▸ Problem description:
Transcribe exactly every line from the one containing "Using the labeling tool, outline every stone" down to the final line of the listing below, including both, and leave out the rest.

Start of Source information

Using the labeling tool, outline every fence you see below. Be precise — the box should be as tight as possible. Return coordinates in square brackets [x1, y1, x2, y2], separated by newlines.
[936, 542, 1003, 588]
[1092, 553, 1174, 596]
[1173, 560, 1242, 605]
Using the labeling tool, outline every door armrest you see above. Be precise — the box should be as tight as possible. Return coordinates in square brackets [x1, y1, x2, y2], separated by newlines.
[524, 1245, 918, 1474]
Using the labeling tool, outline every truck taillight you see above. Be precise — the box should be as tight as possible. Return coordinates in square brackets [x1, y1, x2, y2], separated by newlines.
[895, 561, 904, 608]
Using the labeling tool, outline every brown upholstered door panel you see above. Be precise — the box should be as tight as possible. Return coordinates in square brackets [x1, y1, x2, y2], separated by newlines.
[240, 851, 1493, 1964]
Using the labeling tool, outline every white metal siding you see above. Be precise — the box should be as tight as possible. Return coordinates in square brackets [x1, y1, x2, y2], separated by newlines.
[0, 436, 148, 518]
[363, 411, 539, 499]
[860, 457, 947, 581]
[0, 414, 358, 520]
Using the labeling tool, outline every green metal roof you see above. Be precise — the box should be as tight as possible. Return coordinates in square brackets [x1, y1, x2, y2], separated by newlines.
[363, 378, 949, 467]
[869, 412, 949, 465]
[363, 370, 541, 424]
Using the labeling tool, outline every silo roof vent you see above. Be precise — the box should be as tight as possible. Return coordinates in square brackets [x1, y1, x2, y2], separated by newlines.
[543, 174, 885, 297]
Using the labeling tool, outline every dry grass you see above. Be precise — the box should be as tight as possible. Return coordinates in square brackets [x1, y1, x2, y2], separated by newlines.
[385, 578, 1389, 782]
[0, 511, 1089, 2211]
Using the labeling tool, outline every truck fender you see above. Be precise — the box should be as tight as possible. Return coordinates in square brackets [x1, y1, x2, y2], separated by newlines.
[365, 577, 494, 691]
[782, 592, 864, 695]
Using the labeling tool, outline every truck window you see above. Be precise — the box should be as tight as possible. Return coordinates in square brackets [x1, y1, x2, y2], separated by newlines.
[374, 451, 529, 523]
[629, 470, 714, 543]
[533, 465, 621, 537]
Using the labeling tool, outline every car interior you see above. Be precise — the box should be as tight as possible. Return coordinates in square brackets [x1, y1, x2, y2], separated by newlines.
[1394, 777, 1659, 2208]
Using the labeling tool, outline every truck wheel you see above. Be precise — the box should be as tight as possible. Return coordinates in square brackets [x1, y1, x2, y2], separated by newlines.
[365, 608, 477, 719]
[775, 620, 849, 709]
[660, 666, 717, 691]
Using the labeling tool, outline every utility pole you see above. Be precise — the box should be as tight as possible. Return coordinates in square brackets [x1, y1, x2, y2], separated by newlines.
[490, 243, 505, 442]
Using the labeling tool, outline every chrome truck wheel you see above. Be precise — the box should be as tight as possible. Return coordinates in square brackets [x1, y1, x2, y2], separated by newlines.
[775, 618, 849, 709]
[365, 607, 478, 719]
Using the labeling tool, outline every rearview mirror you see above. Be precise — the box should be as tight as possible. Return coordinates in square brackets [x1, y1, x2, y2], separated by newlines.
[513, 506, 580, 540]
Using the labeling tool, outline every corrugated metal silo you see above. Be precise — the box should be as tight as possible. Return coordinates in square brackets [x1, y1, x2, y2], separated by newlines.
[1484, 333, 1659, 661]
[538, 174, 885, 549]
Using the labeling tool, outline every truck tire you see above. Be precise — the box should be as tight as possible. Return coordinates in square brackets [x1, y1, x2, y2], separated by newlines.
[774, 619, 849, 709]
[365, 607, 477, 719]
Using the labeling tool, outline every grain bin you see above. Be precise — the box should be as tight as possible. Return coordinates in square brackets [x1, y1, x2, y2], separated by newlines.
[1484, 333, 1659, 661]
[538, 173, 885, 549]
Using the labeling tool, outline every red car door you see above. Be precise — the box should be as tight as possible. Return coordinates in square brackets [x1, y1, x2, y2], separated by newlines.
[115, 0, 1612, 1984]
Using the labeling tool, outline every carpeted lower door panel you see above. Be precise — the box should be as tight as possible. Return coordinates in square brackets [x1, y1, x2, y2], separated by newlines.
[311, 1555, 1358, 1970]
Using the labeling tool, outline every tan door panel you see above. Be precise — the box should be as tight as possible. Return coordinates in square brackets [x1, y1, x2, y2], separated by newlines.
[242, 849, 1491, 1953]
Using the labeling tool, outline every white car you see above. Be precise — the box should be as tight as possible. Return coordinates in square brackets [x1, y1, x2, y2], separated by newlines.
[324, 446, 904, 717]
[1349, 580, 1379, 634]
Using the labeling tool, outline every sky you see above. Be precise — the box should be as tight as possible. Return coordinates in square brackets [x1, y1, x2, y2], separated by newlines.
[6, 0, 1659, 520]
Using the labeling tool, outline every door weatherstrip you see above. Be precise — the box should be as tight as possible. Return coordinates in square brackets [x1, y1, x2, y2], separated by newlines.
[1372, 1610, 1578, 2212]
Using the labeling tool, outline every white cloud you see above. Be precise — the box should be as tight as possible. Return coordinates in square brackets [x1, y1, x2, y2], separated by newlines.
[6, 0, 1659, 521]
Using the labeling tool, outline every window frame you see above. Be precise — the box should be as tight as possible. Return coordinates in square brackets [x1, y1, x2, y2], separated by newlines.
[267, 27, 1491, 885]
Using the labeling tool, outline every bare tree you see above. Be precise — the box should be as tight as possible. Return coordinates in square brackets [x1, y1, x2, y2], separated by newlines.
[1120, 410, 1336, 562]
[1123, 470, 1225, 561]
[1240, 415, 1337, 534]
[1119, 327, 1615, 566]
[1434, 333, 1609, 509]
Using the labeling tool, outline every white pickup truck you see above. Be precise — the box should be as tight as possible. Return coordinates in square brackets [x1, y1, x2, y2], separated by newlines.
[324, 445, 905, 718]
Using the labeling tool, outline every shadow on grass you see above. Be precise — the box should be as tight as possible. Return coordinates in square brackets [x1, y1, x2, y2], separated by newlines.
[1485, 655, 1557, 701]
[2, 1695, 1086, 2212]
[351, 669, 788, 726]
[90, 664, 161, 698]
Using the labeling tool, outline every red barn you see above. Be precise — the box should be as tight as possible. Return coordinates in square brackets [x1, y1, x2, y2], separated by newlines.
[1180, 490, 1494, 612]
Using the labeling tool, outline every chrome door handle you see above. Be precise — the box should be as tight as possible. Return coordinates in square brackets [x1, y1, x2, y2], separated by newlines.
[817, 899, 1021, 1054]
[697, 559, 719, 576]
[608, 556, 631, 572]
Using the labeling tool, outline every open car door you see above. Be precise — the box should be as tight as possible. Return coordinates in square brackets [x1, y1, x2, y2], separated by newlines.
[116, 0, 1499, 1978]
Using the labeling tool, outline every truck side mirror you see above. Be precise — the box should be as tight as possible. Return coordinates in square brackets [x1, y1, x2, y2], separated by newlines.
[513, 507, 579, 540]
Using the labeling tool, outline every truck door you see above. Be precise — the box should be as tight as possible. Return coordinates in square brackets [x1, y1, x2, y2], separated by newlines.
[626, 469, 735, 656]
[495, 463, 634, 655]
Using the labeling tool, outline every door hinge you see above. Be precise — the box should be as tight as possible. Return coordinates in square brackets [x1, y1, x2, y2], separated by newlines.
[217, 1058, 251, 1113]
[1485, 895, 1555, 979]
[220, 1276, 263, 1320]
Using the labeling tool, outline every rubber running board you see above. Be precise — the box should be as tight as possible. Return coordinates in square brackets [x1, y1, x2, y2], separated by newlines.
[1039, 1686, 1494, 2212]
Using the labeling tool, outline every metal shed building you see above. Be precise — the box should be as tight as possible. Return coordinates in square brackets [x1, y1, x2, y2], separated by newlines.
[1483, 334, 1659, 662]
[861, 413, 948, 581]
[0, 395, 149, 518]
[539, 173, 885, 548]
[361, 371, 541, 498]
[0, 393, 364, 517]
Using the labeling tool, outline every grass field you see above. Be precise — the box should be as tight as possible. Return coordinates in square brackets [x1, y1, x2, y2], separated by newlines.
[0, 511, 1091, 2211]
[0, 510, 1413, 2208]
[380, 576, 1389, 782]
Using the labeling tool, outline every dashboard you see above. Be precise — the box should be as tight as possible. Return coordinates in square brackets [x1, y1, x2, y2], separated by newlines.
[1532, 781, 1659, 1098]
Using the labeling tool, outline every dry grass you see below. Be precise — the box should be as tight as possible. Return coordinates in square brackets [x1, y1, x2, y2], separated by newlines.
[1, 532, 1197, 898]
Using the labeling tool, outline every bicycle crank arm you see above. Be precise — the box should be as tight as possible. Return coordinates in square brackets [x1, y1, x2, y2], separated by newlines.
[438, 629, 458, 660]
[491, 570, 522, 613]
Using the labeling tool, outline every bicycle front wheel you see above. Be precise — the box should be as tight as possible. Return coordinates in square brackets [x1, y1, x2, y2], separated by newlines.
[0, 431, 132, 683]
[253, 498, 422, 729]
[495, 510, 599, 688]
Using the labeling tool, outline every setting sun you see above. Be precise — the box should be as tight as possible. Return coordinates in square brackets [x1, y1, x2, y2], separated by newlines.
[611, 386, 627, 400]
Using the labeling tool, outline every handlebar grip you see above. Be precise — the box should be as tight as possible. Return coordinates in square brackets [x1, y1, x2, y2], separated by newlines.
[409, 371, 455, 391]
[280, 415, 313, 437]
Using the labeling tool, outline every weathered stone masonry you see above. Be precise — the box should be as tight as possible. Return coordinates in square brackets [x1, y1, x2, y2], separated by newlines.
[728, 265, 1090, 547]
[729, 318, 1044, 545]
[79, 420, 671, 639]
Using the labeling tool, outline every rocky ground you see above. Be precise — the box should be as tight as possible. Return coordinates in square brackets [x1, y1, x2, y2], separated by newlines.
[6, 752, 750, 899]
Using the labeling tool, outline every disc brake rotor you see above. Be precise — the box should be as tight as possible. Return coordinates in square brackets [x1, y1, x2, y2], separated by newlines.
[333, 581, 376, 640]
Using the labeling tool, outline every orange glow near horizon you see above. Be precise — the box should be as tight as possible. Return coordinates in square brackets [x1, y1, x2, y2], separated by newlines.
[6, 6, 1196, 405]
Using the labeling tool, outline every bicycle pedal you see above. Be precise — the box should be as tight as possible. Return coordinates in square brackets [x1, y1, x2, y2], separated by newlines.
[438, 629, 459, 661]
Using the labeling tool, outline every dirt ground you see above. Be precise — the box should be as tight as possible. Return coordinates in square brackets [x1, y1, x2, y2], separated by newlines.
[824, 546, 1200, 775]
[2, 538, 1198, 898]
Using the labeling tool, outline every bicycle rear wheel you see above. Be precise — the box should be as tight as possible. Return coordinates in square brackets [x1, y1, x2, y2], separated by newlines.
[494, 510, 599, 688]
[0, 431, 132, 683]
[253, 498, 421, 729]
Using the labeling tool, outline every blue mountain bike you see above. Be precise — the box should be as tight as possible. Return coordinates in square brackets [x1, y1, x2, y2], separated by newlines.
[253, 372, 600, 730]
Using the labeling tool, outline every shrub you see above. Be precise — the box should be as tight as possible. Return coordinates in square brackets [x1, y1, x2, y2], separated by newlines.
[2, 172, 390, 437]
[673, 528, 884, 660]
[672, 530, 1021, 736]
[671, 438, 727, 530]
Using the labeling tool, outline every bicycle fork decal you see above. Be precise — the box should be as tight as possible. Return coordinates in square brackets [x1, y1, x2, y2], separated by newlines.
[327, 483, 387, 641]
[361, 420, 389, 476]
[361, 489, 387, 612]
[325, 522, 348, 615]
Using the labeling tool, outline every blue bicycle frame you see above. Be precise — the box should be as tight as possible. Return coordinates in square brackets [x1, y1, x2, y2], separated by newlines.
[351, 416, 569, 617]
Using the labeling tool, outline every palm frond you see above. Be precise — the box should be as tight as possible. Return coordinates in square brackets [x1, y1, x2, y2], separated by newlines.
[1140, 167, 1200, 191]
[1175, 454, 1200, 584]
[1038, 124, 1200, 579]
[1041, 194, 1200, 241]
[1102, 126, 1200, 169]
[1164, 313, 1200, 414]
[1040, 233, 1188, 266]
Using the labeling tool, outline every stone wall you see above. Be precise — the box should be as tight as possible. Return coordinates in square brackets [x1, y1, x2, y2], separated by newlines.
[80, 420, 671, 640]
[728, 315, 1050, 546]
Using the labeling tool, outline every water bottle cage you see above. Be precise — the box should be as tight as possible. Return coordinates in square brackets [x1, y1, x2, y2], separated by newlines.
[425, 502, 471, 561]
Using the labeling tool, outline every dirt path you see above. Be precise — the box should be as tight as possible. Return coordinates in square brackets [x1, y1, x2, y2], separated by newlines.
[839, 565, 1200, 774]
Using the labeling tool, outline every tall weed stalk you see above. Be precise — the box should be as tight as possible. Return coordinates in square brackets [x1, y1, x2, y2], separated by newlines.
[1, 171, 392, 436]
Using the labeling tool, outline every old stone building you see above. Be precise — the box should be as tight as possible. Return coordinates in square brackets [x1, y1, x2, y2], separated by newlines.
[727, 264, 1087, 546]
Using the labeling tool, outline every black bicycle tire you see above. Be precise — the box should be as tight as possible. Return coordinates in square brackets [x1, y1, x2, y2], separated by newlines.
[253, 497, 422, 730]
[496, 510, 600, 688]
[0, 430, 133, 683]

End of Source information

▸ Exercise output:
Using the labeling tool, outline every stone wall you see above. Be precise — the box should be as tight as possible. Return coordinates in square brackets [x1, y1, x2, y2], separated by newlines.
[80, 420, 671, 640]
[728, 315, 1050, 546]
Using the labeling tool, outline every water bottle cage you see above. Be precise — the box should be as tight as possible. Return coordinates in square brackets [x1, y1, x2, y2], separated by newlines.
[425, 502, 471, 561]
Using the labeling tool, outline every dirt path you see above. Be precise — the box should be as tight as possible. Return coordinates in square brackets [x1, y1, x2, y2], separated by newlines.
[839, 565, 1200, 774]
Using the labeling tool, outline every tall weed stalk you see above. Be precise — the box should be as tight as possible. Return coordinates in square brackets [x1, y1, x2, y2], separated by newlines.
[1, 171, 392, 436]
Using the labeling tool, outline every old stone building you see above. Be precise — the box should be as tight as possible. Return coordinates in square brackets [x1, y1, x2, y2], separated by newlines.
[727, 264, 1087, 546]
Using the labeling tool, outline every black bicycle tire you see above. Be precise — the box should be as tight as possible. Return coordinates in square brackets [x1, y1, x2, y2], separated by newlines.
[253, 497, 422, 730]
[496, 510, 600, 688]
[0, 430, 133, 683]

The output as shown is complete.